Given exercise
Would you output the whole listing below, exactly as it reads?

Exercise inputs

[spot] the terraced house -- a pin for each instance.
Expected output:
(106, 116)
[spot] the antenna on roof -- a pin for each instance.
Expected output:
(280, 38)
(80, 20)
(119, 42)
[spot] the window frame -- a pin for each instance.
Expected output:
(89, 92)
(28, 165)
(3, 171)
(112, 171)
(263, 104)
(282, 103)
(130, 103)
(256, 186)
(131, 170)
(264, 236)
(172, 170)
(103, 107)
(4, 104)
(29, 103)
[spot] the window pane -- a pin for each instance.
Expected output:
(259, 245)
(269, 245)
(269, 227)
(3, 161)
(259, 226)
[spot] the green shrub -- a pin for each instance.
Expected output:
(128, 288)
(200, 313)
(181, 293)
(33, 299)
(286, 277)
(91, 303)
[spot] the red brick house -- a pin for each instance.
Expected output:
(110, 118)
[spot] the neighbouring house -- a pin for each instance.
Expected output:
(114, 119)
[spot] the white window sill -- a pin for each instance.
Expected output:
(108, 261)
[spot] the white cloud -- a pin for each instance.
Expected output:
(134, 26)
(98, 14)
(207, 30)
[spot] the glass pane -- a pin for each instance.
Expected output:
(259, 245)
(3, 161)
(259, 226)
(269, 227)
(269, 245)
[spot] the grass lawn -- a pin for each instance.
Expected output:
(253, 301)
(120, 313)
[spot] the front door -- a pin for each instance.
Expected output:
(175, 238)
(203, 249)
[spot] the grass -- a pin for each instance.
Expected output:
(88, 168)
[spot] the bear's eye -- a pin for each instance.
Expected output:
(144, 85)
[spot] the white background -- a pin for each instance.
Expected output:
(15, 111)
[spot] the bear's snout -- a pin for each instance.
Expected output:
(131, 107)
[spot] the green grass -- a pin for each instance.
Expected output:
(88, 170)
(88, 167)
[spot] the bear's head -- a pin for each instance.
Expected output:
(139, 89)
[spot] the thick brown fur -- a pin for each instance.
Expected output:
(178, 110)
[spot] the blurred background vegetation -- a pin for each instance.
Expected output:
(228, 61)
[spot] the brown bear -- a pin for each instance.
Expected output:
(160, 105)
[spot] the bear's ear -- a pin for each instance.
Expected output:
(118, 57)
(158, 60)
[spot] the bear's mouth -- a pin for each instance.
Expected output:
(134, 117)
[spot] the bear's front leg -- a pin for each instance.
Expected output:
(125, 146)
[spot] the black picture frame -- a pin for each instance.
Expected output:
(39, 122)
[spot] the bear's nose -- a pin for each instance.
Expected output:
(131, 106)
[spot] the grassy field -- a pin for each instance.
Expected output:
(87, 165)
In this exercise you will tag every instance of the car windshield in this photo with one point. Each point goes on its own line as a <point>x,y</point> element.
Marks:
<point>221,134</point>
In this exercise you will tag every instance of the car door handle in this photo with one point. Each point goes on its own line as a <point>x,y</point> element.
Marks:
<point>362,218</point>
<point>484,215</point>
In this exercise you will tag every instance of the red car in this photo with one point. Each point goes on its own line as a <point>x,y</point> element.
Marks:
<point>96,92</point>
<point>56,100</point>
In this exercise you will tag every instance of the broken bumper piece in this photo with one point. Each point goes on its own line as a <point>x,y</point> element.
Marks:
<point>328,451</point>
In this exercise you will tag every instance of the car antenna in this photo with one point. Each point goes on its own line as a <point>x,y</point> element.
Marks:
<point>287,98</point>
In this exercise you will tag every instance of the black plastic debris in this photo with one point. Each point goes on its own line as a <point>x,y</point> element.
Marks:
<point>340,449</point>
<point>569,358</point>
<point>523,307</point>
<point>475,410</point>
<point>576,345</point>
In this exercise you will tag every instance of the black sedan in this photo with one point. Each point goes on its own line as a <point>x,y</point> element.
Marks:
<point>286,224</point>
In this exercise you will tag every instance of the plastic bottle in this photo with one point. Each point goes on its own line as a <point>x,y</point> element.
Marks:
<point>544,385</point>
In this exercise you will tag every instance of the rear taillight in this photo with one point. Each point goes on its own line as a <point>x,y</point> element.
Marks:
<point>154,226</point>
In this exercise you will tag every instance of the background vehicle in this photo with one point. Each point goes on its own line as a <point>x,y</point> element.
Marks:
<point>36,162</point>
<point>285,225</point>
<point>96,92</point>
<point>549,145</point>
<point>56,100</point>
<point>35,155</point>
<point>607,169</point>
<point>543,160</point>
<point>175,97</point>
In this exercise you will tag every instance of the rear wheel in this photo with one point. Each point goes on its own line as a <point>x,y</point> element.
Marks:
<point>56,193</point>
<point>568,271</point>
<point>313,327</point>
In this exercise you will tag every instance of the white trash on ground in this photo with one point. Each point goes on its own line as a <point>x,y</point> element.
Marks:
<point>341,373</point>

Task answer
[spot] the terraced house -- a pin for each instance.
Expected output:
(106, 116)
[spot] the antenna on roof -- a pin for each instance.
Expected output:
(280, 38)
(80, 20)
(119, 42)
[spot] the window frame -- a pin for each instance.
Expected output:
(89, 92)
(28, 165)
(3, 171)
(112, 171)
(263, 104)
(282, 103)
(130, 103)
(256, 186)
(131, 170)
(264, 236)
(172, 170)
(103, 107)
(4, 104)
(29, 103)
[spot] the window pane -- a pin for each instance.
Expected output:
(259, 245)
(269, 245)
(269, 227)
(3, 161)
(259, 226)
[spot] the green shrub -- a pin for each instance.
Expected output:
(128, 288)
(200, 313)
(181, 293)
(33, 299)
(286, 277)
(91, 303)
[spot] the red brick house -- a pin for each instance.
Expected output:
(110, 118)
[spot] the neighbouring house -- a pin for each instance.
Expected output:
(114, 119)
[spot] the white window sill -- a pin for each instance.
Expected output:
(108, 261)
[spot] the white cloud -- a pin for each instance.
Expected output:
(134, 26)
(98, 14)
(207, 30)
[spot] the glass pane -- a pin for each instance.
Expected output:
(259, 245)
(3, 161)
(259, 226)
(269, 227)
(269, 245)
[spot] the grass lawn -- a pin for each instance.
Expected output:
(253, 301)
(120, 313)
[spot] the front door -- a pin for each instance.
Expected output:
(175, 238)
(203, 249)
[spot] the grass -- a pin for each instance.
Expected output:
(88, 168)
[spot] the bear's eye -- a pin for each instance.
Expected output:
(144, 85)
[spot] the white background -- a pin for each instance.
Expected output:
(15, 111)
[spot] the bear's snout -- a pin for each instance.
Expected output:
(131, 107)
[spot] the green grass -- a pin for each instance.
Expected output:
(88, 170)
(88, 167)
[spot] the bear's head -- a pin for each instance.
Expected output:
(139, 89)
[spot] the thick brown fur -- a pin for each instance.
Expected output:
(178, 110)
[spot] the blurred background vegetation -- a pin for each instance.
Expected output:
(228, 61)
[spot] the brown bear -- a pin for each instance.
Expected output:
(160, 105)
[spot] the bear's ear -- a pin for each instance.
Expected output:
(118, 57)
(158, 60)
[spot] the bear's mouth -- a pin for each instance.
Expected output:
(134, 117)
[spot] the bear's front leg -- a pin for each instance.
Expected output:
(125, 146)
[spot] the black picture frame -- a pin for each instance.
Expected output:
(39, 122)
[spot] the bear's nose -- a pin for each instance.
Expected output:
(131, 106)
[spot] the grassy field -- a pin for each instance.
Expected output:
(87, 165)
In this exercise you will tag every instance of the car windshield in this photo with one point. Each point goes on its own line as a <point>x,y</point> element.
Marks:
<point>221,134</point>
In this exercise you will tag every instance of the car door handle in this photo with one point. Each point goes on its own line as a <point>x,y</point> element.
Marks:
<point>362,218</point>
<point>484,215</point>
In this exercise you will tag every instance of the red car in this photo with one point. Each point goes on its own line as a <point>x,y</point> element.
Marks:
<point>96,92</point>
<point>56,100</point>
In this exercise you will tag every instance of the broken bumper piece in this photo with one point. Each point goes on its own line as a <point>x,y</point> element.
Marks:
<point>328,451</point>
In this exercise you will tag every instance of the car antenna in this photo with one point. Each point goes on its own line as a <point>x,y</point> element.
Marks:
<point>287,98</point>
In this exercise you will tag every instance of the black plastic debris in this photo with one point. Each point goes on its own line as a <point>x,y</point> element.
Marks:
<point>340,449</point>
<point>569,358</point>
<point>523,307</point>
<point>475,410</point>
<point>576,345</point>
In this exercise you will tag every instance of the black sedan in this photo with one point. Each point goes on its own line as a <point>x,y</point> element.
Marks:
<point>286,224</point>
In this exercise you will tag every instance of the plastic bottle in this photo with one point. Each point goes on its own line as a <point>x,y</point> element.
Marks:
<point>544,385</point>
In this exercise you will tag every instance of the rear taillight in this photo with one point. Each point goes on its own line as a <point>x,y</point> element.
Marks:
<point>154,226</point>
In this exercise you will tag every instance of the background vehicle in this photo with one point. Each point goes on its own line as a <point>x,y</point> element.
Marks:
<point>36,162</point>
<point>285,225</point>
<point>96,92</point>
<point>549,145</point>
<point>56,100</point>
<point>35,155</point>
<point>607,169</point>
<point>543,160</point>
<point>175,97</point>
In this exercise you will tag every instance of the rear wheel in this photo with one point. Each point goes on its own line as a <point>x,y</point> element.
Marks:
<point>56,193</point>
<point>568,271</point>
<point>313,327</point>
In this exercise you will tag every instance of the white trash on ground in this photo with one point. Each point goes on its own line as a <point>x,y</point> element.
Marks:
<point>341,373</point>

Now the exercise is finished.